[SUPPLIED DATA start]
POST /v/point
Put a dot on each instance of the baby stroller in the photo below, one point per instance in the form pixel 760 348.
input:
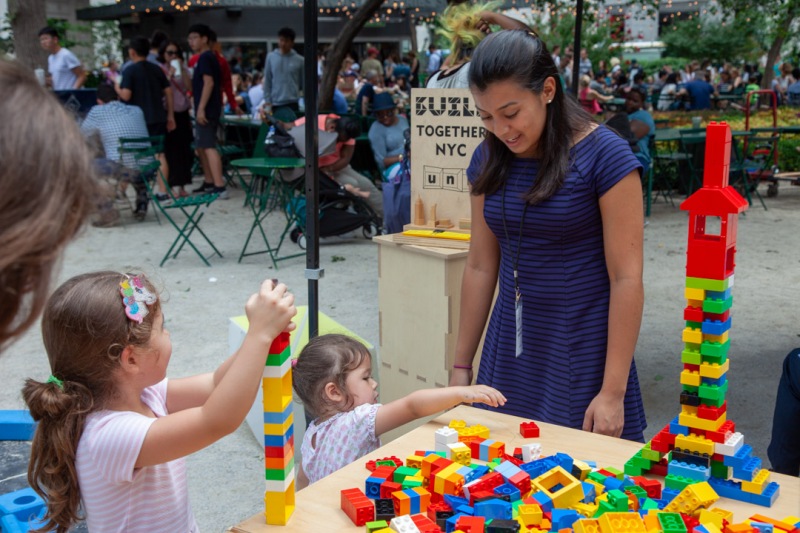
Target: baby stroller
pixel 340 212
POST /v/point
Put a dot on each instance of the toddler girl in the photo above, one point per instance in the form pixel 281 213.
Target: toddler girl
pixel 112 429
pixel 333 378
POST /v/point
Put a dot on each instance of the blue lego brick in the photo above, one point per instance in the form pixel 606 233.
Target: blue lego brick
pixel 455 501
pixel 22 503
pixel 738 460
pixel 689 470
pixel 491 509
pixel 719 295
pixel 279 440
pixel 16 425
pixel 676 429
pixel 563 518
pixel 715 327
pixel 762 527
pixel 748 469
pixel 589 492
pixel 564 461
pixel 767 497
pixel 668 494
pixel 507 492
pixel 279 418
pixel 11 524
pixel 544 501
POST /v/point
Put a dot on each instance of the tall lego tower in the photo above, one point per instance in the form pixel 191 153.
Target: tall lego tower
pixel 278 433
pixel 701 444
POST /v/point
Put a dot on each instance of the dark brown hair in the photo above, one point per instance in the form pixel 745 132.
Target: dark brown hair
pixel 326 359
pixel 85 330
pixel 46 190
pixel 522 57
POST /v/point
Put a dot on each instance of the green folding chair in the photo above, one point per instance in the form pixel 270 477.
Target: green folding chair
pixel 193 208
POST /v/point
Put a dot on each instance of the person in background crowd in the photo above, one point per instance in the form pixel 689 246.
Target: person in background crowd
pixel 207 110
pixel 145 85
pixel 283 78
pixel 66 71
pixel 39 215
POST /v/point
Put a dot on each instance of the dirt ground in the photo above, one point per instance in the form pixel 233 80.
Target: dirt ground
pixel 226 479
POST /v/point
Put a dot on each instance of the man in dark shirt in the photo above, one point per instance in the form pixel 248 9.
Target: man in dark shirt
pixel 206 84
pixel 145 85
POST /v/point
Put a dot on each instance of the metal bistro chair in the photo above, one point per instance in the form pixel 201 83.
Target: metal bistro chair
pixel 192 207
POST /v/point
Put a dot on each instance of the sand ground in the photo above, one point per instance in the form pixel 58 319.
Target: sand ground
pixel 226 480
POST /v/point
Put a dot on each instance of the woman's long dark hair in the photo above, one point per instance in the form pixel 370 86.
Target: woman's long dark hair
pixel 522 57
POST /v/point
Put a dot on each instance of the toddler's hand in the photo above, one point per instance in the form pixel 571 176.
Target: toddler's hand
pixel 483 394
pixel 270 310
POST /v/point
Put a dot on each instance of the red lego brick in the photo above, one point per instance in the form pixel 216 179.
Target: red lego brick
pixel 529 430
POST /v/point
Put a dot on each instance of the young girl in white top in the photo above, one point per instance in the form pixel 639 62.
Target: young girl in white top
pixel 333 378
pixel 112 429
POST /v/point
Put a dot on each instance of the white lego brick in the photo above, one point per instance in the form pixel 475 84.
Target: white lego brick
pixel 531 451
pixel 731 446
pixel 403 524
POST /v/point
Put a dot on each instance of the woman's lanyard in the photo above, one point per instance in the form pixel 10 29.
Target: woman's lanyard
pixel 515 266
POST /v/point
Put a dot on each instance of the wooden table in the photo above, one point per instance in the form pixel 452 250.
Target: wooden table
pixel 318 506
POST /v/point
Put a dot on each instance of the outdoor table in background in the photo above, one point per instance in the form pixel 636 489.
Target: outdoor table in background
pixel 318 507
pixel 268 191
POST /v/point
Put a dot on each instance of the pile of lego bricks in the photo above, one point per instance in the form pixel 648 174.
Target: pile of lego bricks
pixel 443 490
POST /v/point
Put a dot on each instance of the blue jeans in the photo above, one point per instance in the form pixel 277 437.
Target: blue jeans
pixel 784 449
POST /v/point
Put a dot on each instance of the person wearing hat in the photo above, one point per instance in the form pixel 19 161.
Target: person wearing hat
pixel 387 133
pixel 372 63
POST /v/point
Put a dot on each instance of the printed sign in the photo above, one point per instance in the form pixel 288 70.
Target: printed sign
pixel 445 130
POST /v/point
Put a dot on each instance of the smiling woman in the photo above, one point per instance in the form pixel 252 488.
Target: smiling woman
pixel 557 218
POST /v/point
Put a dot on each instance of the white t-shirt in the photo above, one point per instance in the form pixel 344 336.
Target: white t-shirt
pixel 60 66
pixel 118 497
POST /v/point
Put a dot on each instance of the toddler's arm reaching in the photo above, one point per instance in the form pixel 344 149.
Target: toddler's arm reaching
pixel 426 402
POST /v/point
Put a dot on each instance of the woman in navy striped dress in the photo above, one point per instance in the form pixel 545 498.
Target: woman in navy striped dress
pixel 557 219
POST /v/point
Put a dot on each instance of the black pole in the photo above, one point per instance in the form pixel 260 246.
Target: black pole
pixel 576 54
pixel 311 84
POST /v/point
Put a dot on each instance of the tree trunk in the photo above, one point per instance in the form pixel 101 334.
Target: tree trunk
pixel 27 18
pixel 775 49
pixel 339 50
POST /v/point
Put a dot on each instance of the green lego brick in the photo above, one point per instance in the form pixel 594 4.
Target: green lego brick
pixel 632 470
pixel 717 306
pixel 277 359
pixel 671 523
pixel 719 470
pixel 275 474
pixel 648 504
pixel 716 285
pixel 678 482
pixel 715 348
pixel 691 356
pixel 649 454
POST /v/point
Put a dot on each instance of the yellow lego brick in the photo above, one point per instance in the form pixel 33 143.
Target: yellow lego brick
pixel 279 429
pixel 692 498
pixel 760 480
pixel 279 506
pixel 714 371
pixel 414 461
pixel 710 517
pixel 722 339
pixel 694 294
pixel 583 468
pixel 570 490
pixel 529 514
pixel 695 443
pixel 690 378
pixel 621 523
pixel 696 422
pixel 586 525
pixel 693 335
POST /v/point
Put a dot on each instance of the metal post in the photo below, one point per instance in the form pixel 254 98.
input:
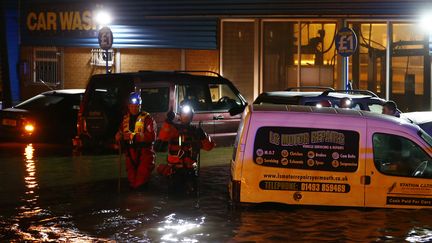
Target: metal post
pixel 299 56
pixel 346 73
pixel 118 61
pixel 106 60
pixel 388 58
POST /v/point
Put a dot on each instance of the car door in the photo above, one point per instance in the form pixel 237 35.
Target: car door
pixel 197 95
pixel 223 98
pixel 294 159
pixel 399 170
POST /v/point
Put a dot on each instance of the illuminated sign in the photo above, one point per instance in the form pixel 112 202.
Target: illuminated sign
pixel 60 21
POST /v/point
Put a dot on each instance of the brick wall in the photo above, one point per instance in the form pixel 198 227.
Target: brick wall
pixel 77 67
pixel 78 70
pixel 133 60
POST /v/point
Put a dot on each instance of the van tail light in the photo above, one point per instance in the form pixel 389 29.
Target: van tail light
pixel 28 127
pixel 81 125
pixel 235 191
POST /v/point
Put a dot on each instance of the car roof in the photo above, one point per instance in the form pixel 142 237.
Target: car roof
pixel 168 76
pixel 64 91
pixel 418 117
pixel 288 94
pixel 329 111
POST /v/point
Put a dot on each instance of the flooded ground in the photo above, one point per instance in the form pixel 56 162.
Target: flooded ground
[SUPPLIED DATA end]
__EXERCISE REQUIREMENTS__. Extract all the data above exactly, excluding every picture.

__THE REPLY__.
POST /v/point
Put a dot on each instance of the baby stroller in the photo below, one point per instance in the form pixel 760 348.
input:
Target: baby stroller
pixel 340 212
POST /v/point
Put a dot on each instance of the toddler girl in the photo above, one point per instance in the form pixel 281 213.
Target: toddler girl
pixel 112 429
pixel 333 378
POST /v/point
Put a dot on each instance of the blue lego brick in the photo above, one point per instance in the form pixel 606 233.
Target: blue lego brick
pixel 455 501
pixel 22 503
pixel 738 460
pixel 689 470
pixel 491 509
pixel 719 295
pixel 279 440
pixel 16 425
pixel 676 429
pixel 563 518
pixel 715 327
pixel 762 527
pixel 748 469
pixel 589 492
pixel 564 461
pixel 767 497
pixel 668 494
pixel 507 492
pixel 279 418
pixel 11 524
pixel 544 501
POST /v/point
Put a dot on each instance of the tall lego tower in the photo above, one point per instance in the form pixel 191 153.
Target: tall lego tower
pixel 278 433
pixel 701 444
POST /v/point
Put a dot on each instance of the dark brown hair in the photo above, one point per instance in the form pixel 745 132.
Target: dark brown hair
pixel 326 359
pixel 85 330
pixel 46 190
pixel 522 57
POST /v/point
Put a dot on each instance of the green folding chair in the photo above, one point per instance in the form pixel 270 477.
Target: green folding chair
pixel 193 208
POST /v/point
Put a dot on each instance of the person in background crowd in the photo above, one point per instance in the form pixel 689 246.
Target: person in background crowd
pixel 207 110
pixel 145 85
pixel 283 78
pixel 66 71
pixel 39 215
POST /v/point
Put a dot on each instance of the dirt ground in the photo above, one point per instance in the form pixel 233 80.
Target: dirt ground
pixel 226 479
POST /v/point
Put a dot on each instance of the man in dark shirt in the photo above, one point per instance in the form pixel 248 9.
Target: man in dark shirt
pixel 206 84
pixel 145 85
POST /v/point
Put a dot on each instance of the metal bistro chair in the photo above, one point per instance in the form pixel 201 83.
Target: metal bistro chair
pixel 192 207
POST /v/point
Put a dot on each instance of the sand ground in the photo above, one point per instance in the form pixel 58 319.
Target: sand ground
pixel 226 480
POST /v/point
Put a dot on each instance of the woman's long dark hair in the photo above, one point per instance in the form pixel 370 86.
Target: woman's long dark hair
pixel 522 57
POST /v/point
Put a dot on each instance of the toddler's hand in the photo above, one point per instance in the form pixel 571 176.
Target: toddler's hand
pixel 483 394
pixel 270 310
POST /v/point
Put a dot on each instance of the red lego brick in the photo above, one point per instance in the form pixel 216 179.
Target: red lego brick
pixel 529 430
POST /v/point
Put a dot on each instance of the young girl in white top in the photo above, one point per instance in the form pixel 639 62.
Target: young girl in white top
pixel 333 378
pixel 112 429
POST /v/point
Put a dot on each instance of the white lego brick in the photo above, one point per instance in the form pixel 475 84.
Target: white lego brick
pixel 531 451
pixel 731 446
pixel 403 524
POST /v/point
Put a dot on each instance of the woman's lanyard in the photo above, one point per instance in the form pixel 10 29.
Target: woman's lanyard
pixel 515 266
POST /v/point
Put a dot on each instance of the wooden table in the photo above, one point per instance in the form pixel 452 250.
Target: wooden table
pixel 318 506
POST /v/point
Put a dot on each instance of the outdoor table in background in the photo above, one point per instance in the form pixel 636 489.
Target: outdoor table in background
pixel 318 507
pixel 268 191
POST /v/point
Put a dot on each instance of the pile of lego bricks in the photo above, one point per instance in the form pixel 648 174.
Target: pile of lego bricks
pixel 443 490
POST /v/point
Put a dot on each instance of the blue jeans in the photo above, one point per instance in the form pixel 277 437.
Target: blue jeans
pixel 784 449
POST /v/point
Put a dot on each instance of the person wearing hat in the photo above, one point per instance in the form pixel 19 161.
Target: person wearing hat
pixel 387 133
pixel 372 63
POST /v/point
Put a dot on each instance of the printed sign in the photo above, one point per instance in the form pixel 288 70.
Target: printed sign
pixel 445 130
POST /v/point
Put a dot on each instance of the smiling woman in the photo above, one point per instance in the form pixel 252 488.
Target: smiling woman
pixel 557 218
POST /v/point
Put a dot on each instance of the white t-shirt in the photo above, one point per instance in the form pixel 344 336.
Target: white t-shirt
pixel 60 66
pixel 118 497
POST /v/point
Put a dot on each instance of the toddler's arm reaching in the photo above, one point per instance in the form pixel 344 149.
Target: toddler's arm reaching
pixel 426 402
POST /v/point
Put a dot on each instance of the woman in navy striped dress in the photo above, one point per instance in the form pixel 545 498.
Target: woman in navy striped dress
pixel 557 219
POST /v/point
Put a dot on each instance of the black pole in the photo above, one point per instance in the form pixel 260 246.
Target: black pole
pixel 576 54
pixel 311 84
POST /v/point
Put a dot on each instance of the tree trunk in the photo above, one point per instance in the form pixel 101 334.
Target: tree trunk
pixel 27 18
pixel 775 49
pixel 339 50
POST /v/point
Put a dot on each instance of the green lego brick in the photo above, one point per instance in the form pixel 594 4.
Target: green lego brick
pixel 632 470
pixel 717 306
pixel 277 359
pixel 671 523
pixel 719 470
pixel 275 474
pixel 648 504
pixel 716 285
pixel 678 482
pixel 715 348
pixel 691 356
pixel 649 454
POST /v/point
Put a dot on each instance of the yellow lego brick in the photo above, one point per instance in the form pixel 33 143.
Target: yellow lego brick
pixel 279 429
pixel 692 498
pixel 760 480
pixel 279 506
pixel 714 371
pixel 414 461
pixel 710 517
pixel 722 339
pixel 694 294
pixel 583 468
pixel 570 490
pixel 529 514
pixel 695 443
pixel 690 378
pixel 621 523
pixel 696 422
pixel 586 525
pixel 693 335
POST /v/point
Put a dot on each instance of the metal post in the photo below, one point per instance in the form pixel 254 98.
input:
Target: metal post
pixel 299 56
pixel 346 73
pixel 118 61
pixel 106 60
pixel 388 58
POST /v/point
Put a dot on each instance of the car door in the photo above, one point per instance in the form pixel 237 35.
Target: car door
pixel 197 95
pixel 223 98
pixel 294 159
pixel 399 170
POST /v/point
Put a dot on each instance of the illuminated sign in the photo above, one point per instance in the form pixel 112 202.
Target: illuminated sign
pixel 60 21
POST /v/point
Put a dot on each instance of the brick wall in the photo above, one point per instance in the form pixel 198 227.
Target: brick wall
pixel 77 67
pixel 78 70
pixel 133 60
POST /v/point
Put a dot on each instance of the van tail light in the photo above, one point per instance in the form pixel 389 29.
Target: van tail light
pixel 28 127
pixel 81 125
pixel 235 191
POST /v/point
Put a dot on each instance of the car roof in the photo above, one point per instance in the form pixel 142 237.
Target: car roof
pixel 168 76
pixel 64 91
pixel 418 117
pixel 288 94
pixel 329 111
POST /v/point
Put a dot on each instance of the flooded ground in the photo above, one point per instance in the form pixel 56 162.
Target: flooded ground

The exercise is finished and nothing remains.